*** DOKUMENTAUSSCHNITT

Verbraucherschutz-Richtlinie: Papier ist nicht geduldig
Diese Verbraucherschutz-Leitlinien für Anbieter und Vermittler von Finanzprodukten wurden vor etwa zehn Jahren von der britischen Regierung und Verbraucherschutzorganisationen auf der Insel entwickelt. Dieses Papier ist im Gegensatz zu herkömmlichen Kodizes, Compliance- und anderen Ehrenwortpapieren „nicht geduldig“ (wie es eine deutsche Redensart ist): Die Beteiligten verstehen die TCF aber nicht als punktuelles Schriftwerk für die Schublade, sondern einen ständig weiter zu formenden Organismus. Als laufendes Projekt.
Verbraucher vergleichen nicht
In Zusammenhang mit einer tiefgreifenden Rentenreform bei britischen Zusatzversorgungen für 18 Millionen Inselbürger präsentierte die Finanzaufsicht FCA kürzlich eine Renten-Studie. Anders als von herkömmlichen Studien gewohnt, hat die FCA aber weniger das durchschnittliche Renten-Niveau der Konsumenten, sondern viel mehr die Produktqualität und den Service der Anbieter geprüft.
Und sie prüfte auch das Vergleichs-Verhalten der Konsumenten, das man so beschreiben kann: Es gibt keines. Die Kunden schauen nicht in den Markt, ob andere Rentenanbieter, vor allem Lebensversicherer, vielleicht bessere Offerten auf auf dem Markt haben.

******

• **AUFGABENSTELLUNG**: Kannst du aus dem Dokumentausschnitt zur Verbraucherschutz-Richtlinie den Text zwischen „Verbraucher vergleichen nicht“ und „der Anbieter geprüft.“, beide Stellen eingeschlossen, wortgetreu wiedergeben?

*** INHALT DES DATENSATZES

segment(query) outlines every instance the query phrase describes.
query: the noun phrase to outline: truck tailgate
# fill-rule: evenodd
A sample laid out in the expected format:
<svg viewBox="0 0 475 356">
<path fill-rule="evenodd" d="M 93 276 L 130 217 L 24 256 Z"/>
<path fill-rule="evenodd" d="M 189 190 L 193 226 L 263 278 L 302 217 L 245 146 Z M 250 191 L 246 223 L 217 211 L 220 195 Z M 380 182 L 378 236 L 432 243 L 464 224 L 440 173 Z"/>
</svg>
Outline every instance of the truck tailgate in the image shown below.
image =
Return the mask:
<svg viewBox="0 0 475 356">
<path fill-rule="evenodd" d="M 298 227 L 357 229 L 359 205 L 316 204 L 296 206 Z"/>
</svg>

******

• **ERGEBNIS DER AUFGABE**:
Verbraucher vergleichen nicht
In Zusammenhang mit einer tiefgreifenden Rentenreform bei britischen Zusatzversorgungen für 18 Millionen Inselbürger präsentierte die Finanzaufsicht FCA kürzlich eine Renten-Studie. Anders als von herkömmlichen Studien gewohnt, hat die FCA aber weniger das durchschnittliche Renten-Niveau der Konsumenten, sondern viel mehr die Produktqualität und den Service der Anbieter geprüft.